(Stored records)
= = =

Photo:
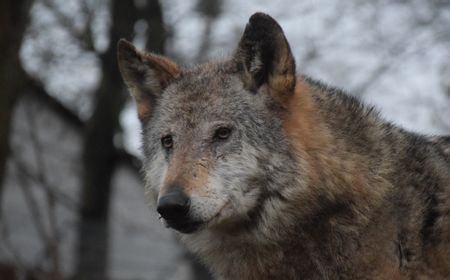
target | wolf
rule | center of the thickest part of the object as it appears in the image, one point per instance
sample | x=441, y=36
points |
x=268, y=174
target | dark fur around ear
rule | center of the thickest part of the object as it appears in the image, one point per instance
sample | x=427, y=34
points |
x=264, y=56
x=145, y=74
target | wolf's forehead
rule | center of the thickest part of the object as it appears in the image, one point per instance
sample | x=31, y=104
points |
x=202, y=96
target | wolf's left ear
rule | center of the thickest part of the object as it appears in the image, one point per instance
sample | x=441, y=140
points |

= = =

Work instruction =>
Take the line containing "target | wolf's left ear" as the start and the last line of the data as the end, and reproduce that range exactly.

Your response =>
target | wolf's left ear
rule | center of the thickest part of the object as it appears in the image, one point per instance
sample | x=441, y=140
points |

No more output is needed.